-- BEGIN --
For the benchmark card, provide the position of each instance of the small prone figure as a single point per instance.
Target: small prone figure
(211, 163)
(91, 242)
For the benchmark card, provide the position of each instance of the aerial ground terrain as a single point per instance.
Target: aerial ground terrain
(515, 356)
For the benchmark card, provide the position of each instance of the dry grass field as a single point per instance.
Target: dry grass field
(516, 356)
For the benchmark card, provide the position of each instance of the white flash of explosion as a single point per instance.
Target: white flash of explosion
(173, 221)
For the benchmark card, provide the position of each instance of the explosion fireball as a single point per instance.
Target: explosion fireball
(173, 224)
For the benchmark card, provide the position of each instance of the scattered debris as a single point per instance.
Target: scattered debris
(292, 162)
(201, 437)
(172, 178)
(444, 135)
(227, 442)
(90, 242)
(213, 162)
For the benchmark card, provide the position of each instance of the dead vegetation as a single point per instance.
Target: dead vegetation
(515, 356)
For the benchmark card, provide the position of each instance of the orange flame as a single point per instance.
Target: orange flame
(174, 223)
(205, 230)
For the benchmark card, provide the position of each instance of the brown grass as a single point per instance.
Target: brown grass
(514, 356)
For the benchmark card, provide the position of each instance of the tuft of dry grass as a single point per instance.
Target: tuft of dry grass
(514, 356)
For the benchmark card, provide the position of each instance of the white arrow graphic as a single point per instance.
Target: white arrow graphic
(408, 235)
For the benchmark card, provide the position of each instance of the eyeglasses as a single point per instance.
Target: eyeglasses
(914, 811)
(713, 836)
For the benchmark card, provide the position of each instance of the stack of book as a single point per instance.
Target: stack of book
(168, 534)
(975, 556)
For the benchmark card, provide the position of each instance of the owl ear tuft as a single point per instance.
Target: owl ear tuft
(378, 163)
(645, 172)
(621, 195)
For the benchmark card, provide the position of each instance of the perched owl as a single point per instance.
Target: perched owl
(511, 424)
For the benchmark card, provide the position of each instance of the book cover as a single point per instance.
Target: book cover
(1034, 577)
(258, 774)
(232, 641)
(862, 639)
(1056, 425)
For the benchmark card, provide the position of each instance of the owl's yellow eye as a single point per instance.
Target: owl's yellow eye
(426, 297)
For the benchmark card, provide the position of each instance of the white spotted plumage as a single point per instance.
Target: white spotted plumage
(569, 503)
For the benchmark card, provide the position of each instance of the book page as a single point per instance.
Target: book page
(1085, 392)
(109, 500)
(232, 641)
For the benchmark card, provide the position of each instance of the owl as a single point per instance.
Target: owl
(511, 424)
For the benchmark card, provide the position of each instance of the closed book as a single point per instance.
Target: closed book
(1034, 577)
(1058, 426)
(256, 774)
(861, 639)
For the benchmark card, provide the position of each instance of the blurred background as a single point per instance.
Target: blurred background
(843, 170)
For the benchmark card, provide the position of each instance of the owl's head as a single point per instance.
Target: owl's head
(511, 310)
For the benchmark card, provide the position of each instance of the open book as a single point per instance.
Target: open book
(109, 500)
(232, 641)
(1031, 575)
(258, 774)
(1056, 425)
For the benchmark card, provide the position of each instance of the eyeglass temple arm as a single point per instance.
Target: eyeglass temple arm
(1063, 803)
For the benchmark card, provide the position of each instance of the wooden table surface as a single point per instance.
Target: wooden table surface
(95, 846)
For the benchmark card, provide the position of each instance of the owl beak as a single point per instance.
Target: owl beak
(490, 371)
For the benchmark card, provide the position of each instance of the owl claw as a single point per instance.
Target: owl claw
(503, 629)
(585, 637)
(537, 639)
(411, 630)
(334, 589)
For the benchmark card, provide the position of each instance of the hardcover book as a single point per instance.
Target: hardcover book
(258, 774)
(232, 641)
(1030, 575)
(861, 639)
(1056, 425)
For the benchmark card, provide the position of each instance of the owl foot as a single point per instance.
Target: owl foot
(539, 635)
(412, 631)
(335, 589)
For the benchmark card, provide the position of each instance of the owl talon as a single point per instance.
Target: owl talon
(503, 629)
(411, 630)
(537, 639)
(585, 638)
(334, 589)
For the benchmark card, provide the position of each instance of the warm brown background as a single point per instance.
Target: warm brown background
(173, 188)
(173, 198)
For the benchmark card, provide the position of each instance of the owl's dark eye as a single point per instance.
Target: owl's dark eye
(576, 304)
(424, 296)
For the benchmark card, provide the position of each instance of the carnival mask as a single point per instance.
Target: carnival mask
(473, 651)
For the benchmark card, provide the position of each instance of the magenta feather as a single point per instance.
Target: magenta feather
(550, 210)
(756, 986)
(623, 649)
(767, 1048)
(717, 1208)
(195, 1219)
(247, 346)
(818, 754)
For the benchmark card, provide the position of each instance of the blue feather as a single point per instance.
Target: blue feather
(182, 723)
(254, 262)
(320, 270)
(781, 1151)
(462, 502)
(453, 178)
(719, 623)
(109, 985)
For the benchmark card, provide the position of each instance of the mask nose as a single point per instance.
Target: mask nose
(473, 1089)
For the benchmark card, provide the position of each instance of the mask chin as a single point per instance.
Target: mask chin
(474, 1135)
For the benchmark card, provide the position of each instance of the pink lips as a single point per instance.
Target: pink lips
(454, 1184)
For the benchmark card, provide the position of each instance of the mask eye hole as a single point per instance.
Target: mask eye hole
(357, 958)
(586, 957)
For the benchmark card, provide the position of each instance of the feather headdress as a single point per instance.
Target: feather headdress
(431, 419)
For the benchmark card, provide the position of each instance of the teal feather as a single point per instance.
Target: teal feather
-- END --
Can you lay out every line of the records above as a JSON list of strings, one string per line, leaving out blank lines?

[
  "For the benchmark card, provide the position of each instance of the small prone figure as a single point per instance.",
  "Target: small prone figure",
  "(211, 163)",
  "(91, 242)",
  "For the benchmark card, provide the position of each instance of the aerial ground terrain as a single point per instance.",
  "Target: aerial ground terrain",
  "(515, 356)",
  "For the benchmark card, provide the position of each instance of the dry grass field as a single point per instance.",
  "Target: dry grass field",
  "(516, 356)",
  "For the benchmark card, provide the position of each instance of the white flash of explosion as a single point per instance.",
  "Target: white flash of explosion",
  "(173, 221)",
  "For the benchmark card, provide the position of each instance of the explosion fireball as a single point per instance.",
  "Target: explosion fireball",
  "(173, 224)",
  "For the benchmark card, provide the position of each instance of the scattered debris as a single point per instance.",
  "Target: scattered debris",
  "(292, 162)",
  "(201, 437)",
  "(172, 178)",
  "(444, 135)",
  "(227, 442)",
  "(90, 242)",
  "(213, 162)",
  "For the benchmark card, provide the position of each instance of the dead vegetation as a single point per instance.",
  "Target: dead vegetation",
  "(515, 356)",
  "For the benchmark card, provide the position of each instance of the orange flame as a single point per instance.",
  "Target: orange flame",
  "(174, 223)",
  "(205, 230)",
  "For the benchmark card, provide the position of each instance of the brown grass as a single point per instance.",
  "Target: brown grass",
  "(514, 356)",
  "For the benchmark card, provide the position of each instance of the tuft of dry grass as a single point per instance.",
  "Target: tuft of dry grass",
  "(514, 356)",
  "For the benchmark card, provide the position of each instance of the white arrow graphic as a single point per instance.",
  "Target: white arrow graphic",
  "(408, 235)",
  "For the benchmark card, provide the position of each instance of the eyeglasses as a single point per instance.",
  "Target: eyeglasses",
  "(914, 811)",
  "(713, 836)",
  "For the benchmark card, provide the position of each instance of the stack of book as a single point per instance.",
  "Target: stack of book",
  "(168, 534)",
  "(975, 556)",
  "For the benchmark card, provide the position of each instance of the owl ear tuft as a single point per instance.",
  "Target: owl ear tuft",
  "(378, 163)",
  "(645, 172)",
  "(621, 195)",
  "For the benchmark card, provide the position of each instance of the perched owl as a single point per instance.",
  "Target: perched owl",
  "(511, 424)",
  "For the benchmark card, provide the position of each instance of the book cover as a single point per instance.",
  "Target: book cover",
  "(1034, 577)",
  "(258, 774)",
  "(232, 641)",
  "(862, 639)",
  "(1056, 425)",
  "For the benchmark card, provide the position of each instance of the owl's yellow eye as a single point per instance.",
  "Target: owl's yellow eye",
  "(426, 297)",
  "For the benchmark card, provide the position of each instance of the white spotted plumage as a single point per instance.",
  "Target: white spotted plumage",
  "(569, 503)",
  "For the benchmark card, provide the position of each instance of the book page as a single point per instance.",
  "Target: book page",
  "(1085, 392)",
  "(109, 500)",
  "(232, 641)",
  "For the benchmark card, provide the position of each instance of the owl as a single point per instance.",
  "Target: owl",
  "(511, 424)",
  "For the benchmark card, provide the position of each instance of the closed book as a single point per instance.",
  "Target: closed book",
  "(1034, 577)",
  "(1058, 426)",
  "(256, 774)",
  "(861, 639)",
  "For the benchmark card, provide the position of each instance of the blurred background as a single point per instance.",
  "Target: blurred background",
  "(843, 170)",
  "For the benchmark card, provide the position of each instance of the owl's head as a single point per instance.",
  "Target: owl's head",
  "(511, 310)",
  "For the benchmark card, provide the position of each instance of the open book as a single point per instance.",
  "Target: open book",
  "(109, 500)",
  "(232, 641)",
  "(1031, 575)",
  "(258, 774)",
  "(1056, 425)",
  "For the benchmark card, provide the position of each instance of the eyeglass temple arm as a single point per instance.",
  "Target: eyeglass temple arm",
  "(1063, 803)",
  "For the benchmark card, provide the position of each instance of the wooden table surface as a single point per instance.",
  "Target: wooden table surface",
  "(95, 846)",
  "For the benchmark card, provide the position of each instance of the owl beak as a single point per instance.",
  "Target: owl beak",
  "(490, 371)",
  "For the benchmark card, provide the position of each instance of the owl claw as a single point per instance.",
  "Target: owl claw",
  "(503, 629)",
  "(585, 637)",
  "(537, 639)",
  "(411, 630)",
  "(334, 589)",
  "For the benchmark card, provide the position of each instance of the hardcover book as a single point per instance.",
  "Target: hardcover book",
  "(258, 774)",
  "(232, 641)",
  "(1030, 575)",
  "(861, 639)",
  "(1056, 425)",
  "For the benchmark card, provide the position of each instance of the owl foot as a single point per instance.",
  "Target: owl foot",
  "(539, 635)",
  "(412, 631)",
  "(335, 589)",
  "For the benchmark card, provide the position of each instance of the owl talon as a single point per instance.",
  "Target: owl talon",
  "(503, 629)",
  "(411, 630)",
  "(537, 639)",
  "(585, 638)",
  "(334, 589)",
  "For the benchmark card, provide the position of each instance of the warm brown background as a single point per instance.",
  "Target: warm brown background",
  "(173, 188)",
  "(173, 198)",
  "For the benchmark card, provide the position of each instance of the owl's dark eye as a single point per instance.",
  "Target: owl's dark eye",
  "(576, 304)",
  "(424, 296)",
  "For the benchmark card, provide the position of each instance of the carnival mask as a single point per instance.",
  "Target: carnival mask",
  "(473, 651)",
  "For the benchmark card, provide the position of each instance of the magenta feather as a single point per instance.",
  "Target: magenta feather",
  "(550, 210)",
  "(756, 986)",
  "(623, 649)",
  "(767, 1048)",
  "(717, 1208)",
  "(195, 1219)",
  "(247, 346)",
  "(818, 754)",
  "For the benchmark card, provide the position of each instance of the blue feather as a single point per instance.",
  "Target: blue feather",
  "(182, 723)",
  "(254, 262)",
  "(320, 270)",
  "(781, 1151)",
  "(462, 502)",
  "(453, 178)",
  "(719, 623)",
  "(109, 985)",
  "For the benchmark card, provide the position of each instance of the mask nose as a single point per instance.",
  "Target: mask nose",
  "(473, 1089)",
  "For the benchmark card, provide the position of each instance of the mask chin as a single point per instance.",
  "Target: mask chin",
  "(474, 1135)",
  "For the benchmark card, provide the position of each instance of the pink lips as a single point per instance.",
  "Target: pink lips",
  "(454, 1184)",
  "For the benchmark card, provide the position of each instance of the mask eye hole as a single point per instance.",
  "Target: mask eye hole",
  "(357, 958)",
  "(586, 957)",
  "For the benchmark card, provide the position of each instance of the feather headdress as a single point per instance.",
  "Target: feather headdress",
  "(431, 419)",
  "For the benchmark card, provide the position of each instance of the teal feather as a single point per instance.",
  "Target: teal feather"
]